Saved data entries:
#####

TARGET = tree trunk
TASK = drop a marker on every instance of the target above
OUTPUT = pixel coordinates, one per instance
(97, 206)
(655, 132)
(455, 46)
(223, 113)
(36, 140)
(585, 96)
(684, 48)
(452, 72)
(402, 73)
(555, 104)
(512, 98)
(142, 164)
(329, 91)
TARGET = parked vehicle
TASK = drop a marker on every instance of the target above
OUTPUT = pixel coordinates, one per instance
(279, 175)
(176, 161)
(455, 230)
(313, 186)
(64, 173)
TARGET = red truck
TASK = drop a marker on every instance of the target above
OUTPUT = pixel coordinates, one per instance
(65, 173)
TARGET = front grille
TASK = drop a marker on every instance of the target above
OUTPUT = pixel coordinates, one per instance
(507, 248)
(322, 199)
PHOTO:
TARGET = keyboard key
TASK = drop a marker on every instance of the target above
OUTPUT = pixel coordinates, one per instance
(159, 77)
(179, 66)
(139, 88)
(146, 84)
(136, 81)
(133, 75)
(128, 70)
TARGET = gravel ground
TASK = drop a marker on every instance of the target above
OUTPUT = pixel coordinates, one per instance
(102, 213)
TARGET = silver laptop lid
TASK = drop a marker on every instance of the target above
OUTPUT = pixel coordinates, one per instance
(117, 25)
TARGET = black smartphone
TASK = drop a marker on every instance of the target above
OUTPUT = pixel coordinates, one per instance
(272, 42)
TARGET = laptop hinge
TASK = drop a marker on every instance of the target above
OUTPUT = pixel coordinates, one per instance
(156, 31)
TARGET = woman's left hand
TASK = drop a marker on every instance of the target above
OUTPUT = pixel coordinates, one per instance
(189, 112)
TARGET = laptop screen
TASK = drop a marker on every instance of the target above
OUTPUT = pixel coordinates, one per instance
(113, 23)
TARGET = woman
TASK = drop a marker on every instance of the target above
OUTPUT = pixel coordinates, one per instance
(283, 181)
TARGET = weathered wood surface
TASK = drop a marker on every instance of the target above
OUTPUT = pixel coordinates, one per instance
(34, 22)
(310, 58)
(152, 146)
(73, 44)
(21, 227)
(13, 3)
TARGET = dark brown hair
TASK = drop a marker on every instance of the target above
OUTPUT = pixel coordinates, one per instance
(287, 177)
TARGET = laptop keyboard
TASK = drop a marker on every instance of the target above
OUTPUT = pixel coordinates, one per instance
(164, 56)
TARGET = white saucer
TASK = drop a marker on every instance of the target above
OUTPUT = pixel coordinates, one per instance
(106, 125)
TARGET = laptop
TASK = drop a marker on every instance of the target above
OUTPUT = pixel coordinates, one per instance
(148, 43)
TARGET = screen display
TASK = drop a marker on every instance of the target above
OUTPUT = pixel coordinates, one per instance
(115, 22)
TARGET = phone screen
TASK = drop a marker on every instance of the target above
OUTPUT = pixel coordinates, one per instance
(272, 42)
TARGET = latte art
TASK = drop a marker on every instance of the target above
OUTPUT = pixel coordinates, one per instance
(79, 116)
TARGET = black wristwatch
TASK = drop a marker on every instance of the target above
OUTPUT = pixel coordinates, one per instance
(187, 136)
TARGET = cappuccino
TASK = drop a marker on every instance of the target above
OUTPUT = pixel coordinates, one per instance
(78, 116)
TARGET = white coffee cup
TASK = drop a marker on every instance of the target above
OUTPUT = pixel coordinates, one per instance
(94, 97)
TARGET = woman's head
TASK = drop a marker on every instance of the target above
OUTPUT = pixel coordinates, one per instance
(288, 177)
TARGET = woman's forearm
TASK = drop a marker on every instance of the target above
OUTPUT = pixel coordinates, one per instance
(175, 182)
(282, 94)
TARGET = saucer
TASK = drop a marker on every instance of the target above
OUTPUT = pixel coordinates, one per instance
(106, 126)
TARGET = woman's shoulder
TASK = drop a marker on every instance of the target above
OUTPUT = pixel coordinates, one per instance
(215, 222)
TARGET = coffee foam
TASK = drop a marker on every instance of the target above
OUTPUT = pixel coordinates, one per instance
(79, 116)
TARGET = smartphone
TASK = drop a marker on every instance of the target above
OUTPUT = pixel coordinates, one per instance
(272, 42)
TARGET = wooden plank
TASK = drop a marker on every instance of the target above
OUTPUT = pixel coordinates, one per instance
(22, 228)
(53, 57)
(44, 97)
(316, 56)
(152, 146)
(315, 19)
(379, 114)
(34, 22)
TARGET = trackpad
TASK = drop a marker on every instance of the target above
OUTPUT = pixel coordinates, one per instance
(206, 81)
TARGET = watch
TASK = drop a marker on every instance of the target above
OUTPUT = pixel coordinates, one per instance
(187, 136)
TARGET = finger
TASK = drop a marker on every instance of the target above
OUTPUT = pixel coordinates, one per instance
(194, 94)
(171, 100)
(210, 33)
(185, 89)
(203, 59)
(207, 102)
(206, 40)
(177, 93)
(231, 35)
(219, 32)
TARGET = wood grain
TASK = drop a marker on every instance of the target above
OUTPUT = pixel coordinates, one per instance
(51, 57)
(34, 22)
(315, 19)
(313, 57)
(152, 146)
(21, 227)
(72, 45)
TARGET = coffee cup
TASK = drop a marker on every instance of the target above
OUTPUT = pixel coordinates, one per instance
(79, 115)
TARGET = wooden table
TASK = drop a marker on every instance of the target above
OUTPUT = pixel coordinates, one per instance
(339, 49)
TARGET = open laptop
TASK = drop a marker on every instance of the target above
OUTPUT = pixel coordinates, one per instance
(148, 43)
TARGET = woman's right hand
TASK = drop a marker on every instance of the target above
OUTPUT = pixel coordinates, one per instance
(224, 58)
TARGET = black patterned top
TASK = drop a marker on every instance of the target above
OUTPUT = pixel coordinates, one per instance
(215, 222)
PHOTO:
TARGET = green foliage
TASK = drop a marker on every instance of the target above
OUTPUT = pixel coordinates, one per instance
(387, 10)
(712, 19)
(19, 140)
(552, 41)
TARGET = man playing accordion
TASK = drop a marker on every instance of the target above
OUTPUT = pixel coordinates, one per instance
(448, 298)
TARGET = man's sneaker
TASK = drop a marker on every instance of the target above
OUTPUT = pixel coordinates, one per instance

#####

Your assignment:
Your task is to list each line of the records with the word "keyboard".

Solution for this problem:
TARGET = keyboard key
TARGET = laptop keyboard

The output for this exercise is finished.